§ Do this: Extract the passage of the lecture on program anatomy starting at "signed and unsigned" and ending at "left child (another node)", copying it word for word.

SLS Lecture 13 : Program Anatomy IV: The Tree of Bytes and Data Structures
Contents
13. SLS Lecture 13 : Program Anatomy IV: The Tree of Bytes and Data Structures#
create a directory
mkdir datastructs; cd datastructs
copy examples
add a
Makefile
to automate assembling and linkingwe are going run the commands by hand this time to highlight the details
add our
setup.gdb
andtree.gdb
to make working in gdb easiernormally you would want to track everything in git
13.1. Overview#
REMEMBER A DATA STRUCTURE ENDS UP AS …
Bytes in memory
At particular locations – Memory Address
taking up some number of contiguous bytes
Intrinsic types : groups of bytes that the processor has built in “interpretations” for
bit vectors of various lengths (1,2,4,8,16,…)
signed and unsigned integers (1,2,4,8,16,…)
floating point number (IEEE 754)
Complex data structures often are broken into pieces
each piece connected to others
connections formed via Addresses
pieces record the address of the pieces it connects to
13.2. Worth carefully examining the assembly for this example#
Understanding this code is a great test of your knowledge
CODE: asm - tree.S
.intel_syntax noprefix
# TREE NODE STRUCTURE IN MEMORY
# A NODE is composed of 3, 8 byte values
# First 8 bytes is an 8 byte signed value
# Second 8 bytes is a pointer to the left child (another node)
# Third 8 bytes is a pointer to the right child (another node)
# a 0 value pointer means there are no nodes in that direction
# node.VAL
# node.LEFT
# node.RIGHT
.equ VAL, 0 # tree node value 8 bytes (offset 0)
.equ LEFT, 8 # pointer to left child 8 bytes (offset 8)
.equ RIGHT, 16 # pointer to right child 8 bytes (offset 16)
.section .text
.global _start
_start:
mov rax, QWORD PTR [ROOT] # pointer to root node is in a memory location ROOT
loop:
mov rbx, QWORD PTR [rax + LEFT] # rbx = left child location
mov rdx, QWORD PTR [rax + RIGHT] # rdx = right child location
cmp QWORD PTR [rax + VAL], 0 # compare node's value to zero
cmovl rax, rbx # if val < 0 then rax = rbx -- left child
cmovge rax, rdx # if val >= 0 then rax = rdx -- right child
cmp rax, 0 # if location of next node is 0 we are done
jne loop # otherwise keep walking the tree
int3
.section .data
ROOT:
.quad N0 # ROOT global variable stores address of
# N0 node &N0 (eg points to N0)

§ Data section:
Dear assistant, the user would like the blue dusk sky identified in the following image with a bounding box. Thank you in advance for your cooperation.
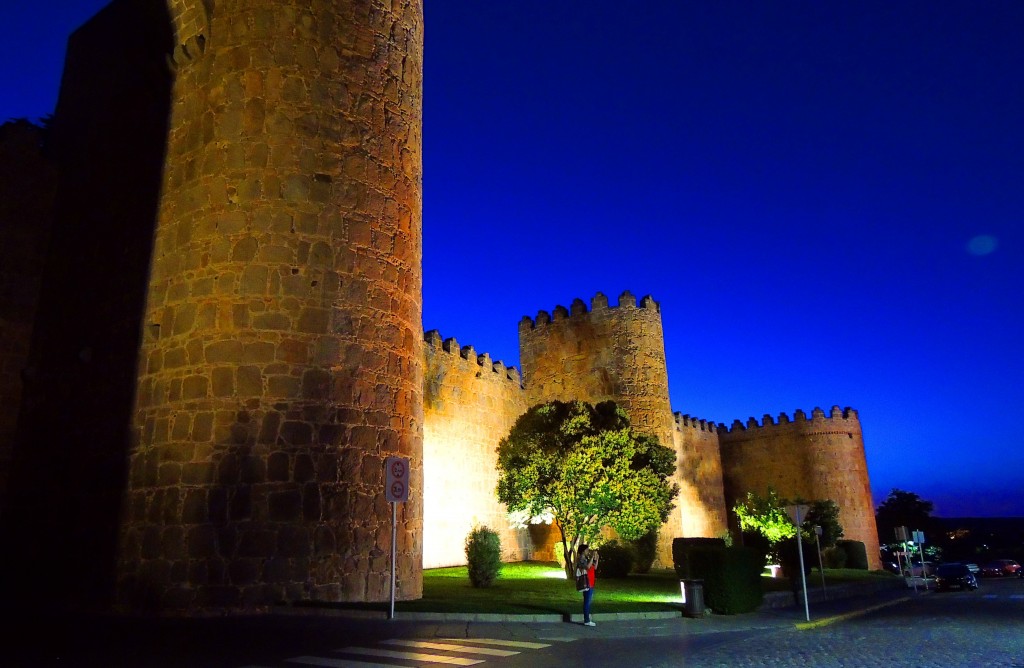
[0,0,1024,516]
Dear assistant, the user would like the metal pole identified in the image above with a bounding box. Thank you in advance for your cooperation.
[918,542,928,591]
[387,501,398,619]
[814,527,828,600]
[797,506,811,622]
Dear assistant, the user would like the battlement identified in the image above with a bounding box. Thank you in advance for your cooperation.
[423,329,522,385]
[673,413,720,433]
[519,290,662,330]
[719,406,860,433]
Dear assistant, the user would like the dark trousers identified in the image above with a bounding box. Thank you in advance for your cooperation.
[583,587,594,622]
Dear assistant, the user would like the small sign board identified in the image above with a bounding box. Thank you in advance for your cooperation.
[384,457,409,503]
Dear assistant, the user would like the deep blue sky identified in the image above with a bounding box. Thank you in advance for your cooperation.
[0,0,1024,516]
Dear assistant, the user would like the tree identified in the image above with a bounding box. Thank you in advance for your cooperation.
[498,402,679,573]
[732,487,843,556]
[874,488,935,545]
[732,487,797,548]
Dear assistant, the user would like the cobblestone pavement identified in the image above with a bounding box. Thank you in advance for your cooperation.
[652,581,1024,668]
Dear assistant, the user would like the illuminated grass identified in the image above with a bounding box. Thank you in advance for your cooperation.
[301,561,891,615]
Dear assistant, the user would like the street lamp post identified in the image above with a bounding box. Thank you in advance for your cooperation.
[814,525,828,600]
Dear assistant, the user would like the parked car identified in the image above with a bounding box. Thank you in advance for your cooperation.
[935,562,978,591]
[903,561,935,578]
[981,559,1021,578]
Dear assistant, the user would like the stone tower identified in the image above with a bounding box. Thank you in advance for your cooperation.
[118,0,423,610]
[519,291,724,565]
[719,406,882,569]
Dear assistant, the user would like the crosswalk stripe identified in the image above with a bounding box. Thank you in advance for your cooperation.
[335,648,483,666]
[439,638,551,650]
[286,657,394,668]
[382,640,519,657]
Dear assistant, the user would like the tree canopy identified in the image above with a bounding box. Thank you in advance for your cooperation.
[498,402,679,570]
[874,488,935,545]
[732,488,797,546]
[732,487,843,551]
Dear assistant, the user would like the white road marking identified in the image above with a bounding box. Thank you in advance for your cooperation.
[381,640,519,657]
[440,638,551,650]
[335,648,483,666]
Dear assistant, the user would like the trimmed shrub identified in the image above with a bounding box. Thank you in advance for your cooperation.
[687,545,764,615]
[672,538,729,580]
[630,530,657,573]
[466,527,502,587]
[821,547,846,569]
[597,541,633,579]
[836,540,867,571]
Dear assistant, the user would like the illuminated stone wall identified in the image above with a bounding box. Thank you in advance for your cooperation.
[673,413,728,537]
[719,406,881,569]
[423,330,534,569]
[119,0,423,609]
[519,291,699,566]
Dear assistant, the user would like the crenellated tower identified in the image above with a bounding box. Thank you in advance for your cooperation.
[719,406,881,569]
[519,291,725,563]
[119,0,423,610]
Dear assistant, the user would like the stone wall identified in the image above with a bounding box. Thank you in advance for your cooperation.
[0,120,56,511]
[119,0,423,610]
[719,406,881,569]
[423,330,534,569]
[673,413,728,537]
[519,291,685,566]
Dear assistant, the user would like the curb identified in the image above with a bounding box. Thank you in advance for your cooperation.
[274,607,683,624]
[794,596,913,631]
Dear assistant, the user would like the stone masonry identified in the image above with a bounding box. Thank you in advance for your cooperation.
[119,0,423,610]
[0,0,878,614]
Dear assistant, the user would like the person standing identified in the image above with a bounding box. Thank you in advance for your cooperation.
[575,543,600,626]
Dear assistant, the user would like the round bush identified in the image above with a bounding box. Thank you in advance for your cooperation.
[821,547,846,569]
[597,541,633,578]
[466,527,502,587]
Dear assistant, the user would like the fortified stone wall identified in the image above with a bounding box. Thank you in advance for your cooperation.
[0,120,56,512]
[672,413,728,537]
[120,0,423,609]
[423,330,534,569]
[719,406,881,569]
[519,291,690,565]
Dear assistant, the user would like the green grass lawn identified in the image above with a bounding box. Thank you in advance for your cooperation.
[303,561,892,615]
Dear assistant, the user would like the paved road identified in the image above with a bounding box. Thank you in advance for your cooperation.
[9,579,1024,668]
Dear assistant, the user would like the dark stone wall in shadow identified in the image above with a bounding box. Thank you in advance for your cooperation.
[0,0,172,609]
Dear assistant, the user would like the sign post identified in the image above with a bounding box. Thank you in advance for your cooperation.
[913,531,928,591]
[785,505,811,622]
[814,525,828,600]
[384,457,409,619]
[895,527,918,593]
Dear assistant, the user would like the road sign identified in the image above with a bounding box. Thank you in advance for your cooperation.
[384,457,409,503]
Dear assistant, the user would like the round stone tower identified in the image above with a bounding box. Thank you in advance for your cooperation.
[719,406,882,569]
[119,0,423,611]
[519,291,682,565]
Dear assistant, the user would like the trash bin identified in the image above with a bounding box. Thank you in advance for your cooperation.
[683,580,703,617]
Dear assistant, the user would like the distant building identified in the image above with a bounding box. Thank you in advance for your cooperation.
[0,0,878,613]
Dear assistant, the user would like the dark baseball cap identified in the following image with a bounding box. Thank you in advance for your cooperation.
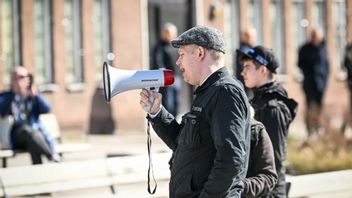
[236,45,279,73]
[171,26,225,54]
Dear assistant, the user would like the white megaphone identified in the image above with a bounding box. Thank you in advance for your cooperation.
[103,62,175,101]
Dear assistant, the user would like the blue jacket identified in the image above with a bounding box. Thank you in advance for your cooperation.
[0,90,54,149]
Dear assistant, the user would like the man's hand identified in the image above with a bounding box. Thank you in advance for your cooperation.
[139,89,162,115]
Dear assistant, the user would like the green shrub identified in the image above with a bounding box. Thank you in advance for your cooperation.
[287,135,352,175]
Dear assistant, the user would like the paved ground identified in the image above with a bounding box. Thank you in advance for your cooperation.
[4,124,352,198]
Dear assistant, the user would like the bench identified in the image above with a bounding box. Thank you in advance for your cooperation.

§ Result:
signed and unsigned integers (1,2,4,8,16,…)
floating point number (IEEE 754)
Complex data structures often are broken into pieces
each piece connected to others
connections formed via Addresses
pieces record the address of the pieces it connects to
13.2. Worth carefully examining the assembly for this example#
Understanding this code is a great test of your knowledge
CODE: asm - tree.S
.intel_syntax noprefix
# TREE NODE STRUCTURE IN MEMORY
# A NODE is composed of 3, 8 byte values
# First 8 bytes is an 8 byte signed value
# Second 8 bytes is a pointer to the left child (another node)